(Stored dataset items)
########################################
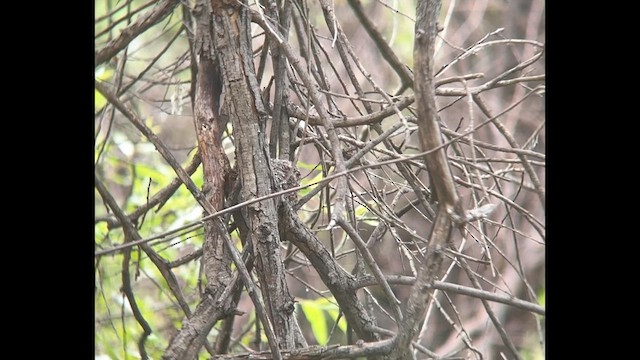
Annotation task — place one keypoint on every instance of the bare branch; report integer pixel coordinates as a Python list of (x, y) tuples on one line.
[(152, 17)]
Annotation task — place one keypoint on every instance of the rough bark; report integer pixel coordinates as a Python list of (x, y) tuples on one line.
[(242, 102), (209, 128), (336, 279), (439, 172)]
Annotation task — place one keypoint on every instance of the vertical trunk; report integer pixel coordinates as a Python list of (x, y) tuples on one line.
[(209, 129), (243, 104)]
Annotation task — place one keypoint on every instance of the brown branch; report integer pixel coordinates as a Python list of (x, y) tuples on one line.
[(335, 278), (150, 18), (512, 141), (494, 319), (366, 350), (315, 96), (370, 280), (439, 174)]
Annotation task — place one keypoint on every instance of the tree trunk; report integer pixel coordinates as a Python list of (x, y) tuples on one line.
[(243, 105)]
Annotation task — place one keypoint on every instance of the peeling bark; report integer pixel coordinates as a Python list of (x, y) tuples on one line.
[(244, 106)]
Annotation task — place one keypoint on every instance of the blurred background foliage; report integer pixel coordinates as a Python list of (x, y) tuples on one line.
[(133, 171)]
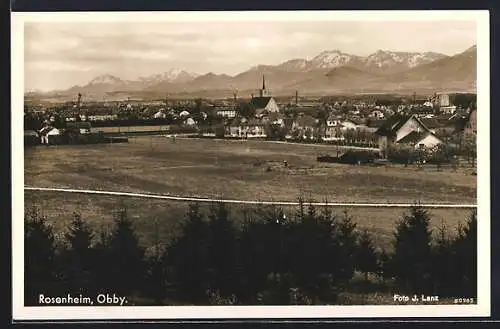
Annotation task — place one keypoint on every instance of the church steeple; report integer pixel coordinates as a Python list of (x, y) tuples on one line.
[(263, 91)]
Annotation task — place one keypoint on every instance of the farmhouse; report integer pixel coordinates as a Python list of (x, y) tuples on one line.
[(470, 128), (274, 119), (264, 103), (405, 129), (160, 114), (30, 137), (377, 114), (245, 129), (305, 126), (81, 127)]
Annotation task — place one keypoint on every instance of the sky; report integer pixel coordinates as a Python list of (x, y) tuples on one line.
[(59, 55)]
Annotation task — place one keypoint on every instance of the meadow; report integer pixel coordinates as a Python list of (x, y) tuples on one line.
########################################
• _What is expected_
Scale every keypoint coordinate in the answers by 0.9 and round each result to a whole number, rounding halves up. Then write out everything from the line containing "of the brown" down to the end of the lines, requests included, and omit the pictures.

• _Response to this exercise_
Annotation task — place one keypoint on every instance of the brown branch; report integer pixel coordinates as a Python list of (x, y) tuples on one line.
[(302, 250), (135, 16), (461, 127), (445, 287), (329, 315), (284, 86), (333, 252), (395, 157)]
Annotation task — place one keypoint on every instance of the tree trunk; report integer pixel coordinates as a Python list of (x, y) tuples on one line.
[(219, 95)]
Annotation task — place one keypoint on every instance of the peeling bark; report integer pixel coordinates as a Python list of (x, y) tuples on one line.
[(220, 95)]
Annotation task — place one keypoint on every instance of the blurred background foliage; report integer pixel coordinates as a Python list of (x, y) tuples on one line.
[(120, 154)]
Annotation task — place one keypoint on every instance of the church steeple; report integer pixel coordinates as a Python list of (x, y) tuples on one line.
[(237, 82)]
Annotation task — place one keypoint on every instance of the farmhouse; report integer pixel coordinates as a Python list of (x, y) tuples on one line.
[(423, 115), (247, 107), (238, 93), (365, 116), (144, 103), (27, 123), (339, 103), (221, 116), (275, 113), (73, 114)]
Annotation task — place one keypoint on every instance of the sky; report integer pixel coordinates as a Python list of (x, y) tuples on one line.
[(53, 50)]
Annotation task — place one keypoint on every instance of the meadow; report integer pixel coordinates as a Python list of (x, y) tuples on one line.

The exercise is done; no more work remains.